* Entries supplied:
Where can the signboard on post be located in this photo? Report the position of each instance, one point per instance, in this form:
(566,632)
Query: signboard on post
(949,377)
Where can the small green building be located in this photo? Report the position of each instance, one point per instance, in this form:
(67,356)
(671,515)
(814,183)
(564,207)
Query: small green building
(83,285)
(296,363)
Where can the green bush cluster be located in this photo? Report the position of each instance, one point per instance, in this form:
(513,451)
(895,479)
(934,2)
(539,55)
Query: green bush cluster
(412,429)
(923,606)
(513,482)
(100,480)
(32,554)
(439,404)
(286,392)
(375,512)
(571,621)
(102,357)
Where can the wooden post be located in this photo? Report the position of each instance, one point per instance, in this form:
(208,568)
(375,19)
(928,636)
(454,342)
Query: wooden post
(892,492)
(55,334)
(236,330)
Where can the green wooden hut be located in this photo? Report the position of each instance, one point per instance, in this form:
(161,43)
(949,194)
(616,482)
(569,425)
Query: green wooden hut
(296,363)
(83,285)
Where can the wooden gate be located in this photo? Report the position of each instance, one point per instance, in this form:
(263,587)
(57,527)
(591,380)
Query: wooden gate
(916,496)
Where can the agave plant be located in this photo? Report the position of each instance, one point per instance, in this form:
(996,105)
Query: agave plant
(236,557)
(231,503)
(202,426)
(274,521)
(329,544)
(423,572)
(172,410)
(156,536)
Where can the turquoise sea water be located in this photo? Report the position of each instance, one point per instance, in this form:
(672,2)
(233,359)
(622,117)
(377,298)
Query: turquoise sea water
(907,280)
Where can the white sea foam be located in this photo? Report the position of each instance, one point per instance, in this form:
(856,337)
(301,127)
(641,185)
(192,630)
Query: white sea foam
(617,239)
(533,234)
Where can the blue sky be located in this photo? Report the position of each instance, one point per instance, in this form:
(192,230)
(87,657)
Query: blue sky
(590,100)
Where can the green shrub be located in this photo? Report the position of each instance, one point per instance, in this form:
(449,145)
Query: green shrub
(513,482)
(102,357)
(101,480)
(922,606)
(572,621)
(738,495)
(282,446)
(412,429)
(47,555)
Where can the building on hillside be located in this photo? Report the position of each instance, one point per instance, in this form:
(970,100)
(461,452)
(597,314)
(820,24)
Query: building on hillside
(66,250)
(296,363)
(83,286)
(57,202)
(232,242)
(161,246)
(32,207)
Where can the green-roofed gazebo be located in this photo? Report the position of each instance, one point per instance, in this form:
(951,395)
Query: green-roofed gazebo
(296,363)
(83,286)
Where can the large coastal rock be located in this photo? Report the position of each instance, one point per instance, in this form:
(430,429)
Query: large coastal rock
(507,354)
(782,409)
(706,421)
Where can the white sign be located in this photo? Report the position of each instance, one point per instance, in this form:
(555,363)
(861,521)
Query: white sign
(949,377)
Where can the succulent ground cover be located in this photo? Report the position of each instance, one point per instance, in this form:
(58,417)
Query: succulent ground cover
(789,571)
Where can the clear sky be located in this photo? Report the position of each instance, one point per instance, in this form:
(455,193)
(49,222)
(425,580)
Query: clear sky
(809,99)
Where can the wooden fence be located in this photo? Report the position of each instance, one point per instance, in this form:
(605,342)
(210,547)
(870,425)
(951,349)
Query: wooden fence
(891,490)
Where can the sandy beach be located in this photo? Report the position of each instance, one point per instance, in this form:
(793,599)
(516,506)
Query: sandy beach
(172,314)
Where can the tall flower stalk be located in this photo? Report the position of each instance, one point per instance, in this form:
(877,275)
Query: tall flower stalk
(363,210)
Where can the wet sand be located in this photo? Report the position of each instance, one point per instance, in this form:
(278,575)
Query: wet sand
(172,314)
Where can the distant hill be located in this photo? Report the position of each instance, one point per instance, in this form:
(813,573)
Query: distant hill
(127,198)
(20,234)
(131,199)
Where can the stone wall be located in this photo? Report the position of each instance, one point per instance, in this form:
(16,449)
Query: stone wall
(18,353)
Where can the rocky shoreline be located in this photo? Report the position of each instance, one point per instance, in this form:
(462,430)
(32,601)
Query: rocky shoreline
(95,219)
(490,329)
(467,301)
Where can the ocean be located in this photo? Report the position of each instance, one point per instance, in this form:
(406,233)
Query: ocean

* What you are asked to do: Return each line of the records above exactly as it reads.

* Response to this task:
Where can the signboard on post be located in this photo? Report the position of each instance, one point per instance, in this form:
(566,632)
Query: signboard on post
(949,377)
Where can the small green building be located in this photo? Report the position of each instance, one point per instance, in this form:
(67,356)
(671,515)
(814,183)
(564,207)
Query: small green building
(83,285)
(296,363)
Where can the green bush cluster be located in this photo? Report the position of each instance, one point per instance, in this form:
(513,451)
(895,479)
(934,2)
(539,55)
Query: green bush cluster
(412,429)
(923,606)
(513,482)
(100,480)
(32,554)
(439,404)
(286,392)
(375,512)
(571,621)
(102,357)
Where can the wooden post be located in this photo? Report the position of each instance, one point per instance, in this form:
(208,568)
(375,19)
(928,636)
(454,342)
Query: wooden post
(892,492)
(55,334)
(236,330)
Where can the green wooden hut be located in this photo? Report the position of each instance, one point per instance, in this form:
(161,43)
(949,194)
(616,482)
(569,425)
Query: green wooden hut
(296,363)
(83,285)
Where can the wooden gate be located in this photo? Report the position of each instance, one point per instance, in this form:
(263,587)
(57,527)
(591,380)
Query: wooden gate
(916,496)
Where can the agave plant be located in this photo? Report the position of each instance, one point per instance, in this form:
(996,105)
Query: agave plant
(236,557)
(231,503)
(202,426)
(274,521)
(329,544)
(423,572)
(172,410)
(156,536)
Where can the turquoise sea water be located in this photo? Report the position of each instance, one point per instance, in this form:
(672,2)
(233,359)
(622,117)
(377,298)
Query: turquoise sea water
(907,280)
Where can the white sea foam be located in this photo? Report the position of each instance, one point per instance, in this form:
(856,337)
(301,127)
(641,185)
(192,630)
Query: white sea foam
(617,239)
(533,234)
Where can the blue sky be located in this photo? Report the position of each instance, one point per instance, in this form:
(192,230)
(87,657)
Query: blue sky
(590,100)
Where can the green shrub be located in this photo? Report the position of each instance, one point per instance, in this form:
(449,145)
Query: green shrub
(513,482)
(102,357)
(101,480)
(922,606)
(572,621)
(738,495)
(282,446)
(412,429)
(47,555)
Where can the building on hillside be located in this photo? Report the position of each instance, one point per instance, in this form:
(970,100)
(461,452)
(597,314)
(820,24)
Query: building on hillside
(66,250)
(296,363)
(83,286)
(57,202)
(232,242)
(161,246)
(32,207)
Where can the green-roofed gazebo be located in this photo? Report the position of each instance, one point per instance, in this form:
(951,395)
Query: green-roofed gazebo
(296,363)
(83,286)
Where can the large coastal rock be located in this photo? Report the position of each instance, one point per instance, in this form:
(430,429)
Query: large coastal rock
(507,354)
(782,409)
(706,421)
Where can the white sign be located in this photo? Report the position of each instance, one point per instance, in this form:
(555,363)
(861,521)
Query: white sign
(949,377)
Where can the succulent ground cover be located in this photo? Report the position of each instance, one point per instance, in this form:
(58,417)
Query: succulent ground cover
(789,571)
Where can the clear sky be located in this photo? Report the position of each instance, one point per instance, in this form:
(455,193)
(49,222)
(425,580)
Query: clear sky
(809,99)
Where can the wooden fence be located in this photo? Report the position of each instance, one point per instance, in this form:
(605,342)
(210,547)
(870,425)
(951,349)
Query: wooden fence
(891,490)
Where can the sandy beach be located in this photo? Report the position of each instance, one point per instance, in this form:
(793,599)
(516,506)
Query: sandy beach
(172,314)
Where can the tall flower stalk be located in this photo? Report the position of each instance, one point per instance, in this form:
(877,275)
Query: tall flower stalk
(363,210)
Where can the wet sand be located in this photo? Report the position of each instance, one point per instance, in this form:
(278,575)
Query: wet sand
(172,314)
Where can the distant hill be located in this photo? Report the position of each instance, one point per instance, in this form:
(813,573)
Query: distant hill
(127,198)
(20,234)
(131,199)
Where can the stone wall be located in this photo? Report the position of each instance, one point per instance, in this form:
(16,449)
Query: stone wall
(18,353)
Where can the rocky shoreline be located in this photo? Report the position of each instance, one point per instance, in this form:
(462,430)
(32,601)
Query: rocky shoreline
(95,219)
(490,329)
(467,301)
Where can the ocean be located in this photo? Report the position of each instance, one point per instance, in this form:
(406,233)
Query: ocean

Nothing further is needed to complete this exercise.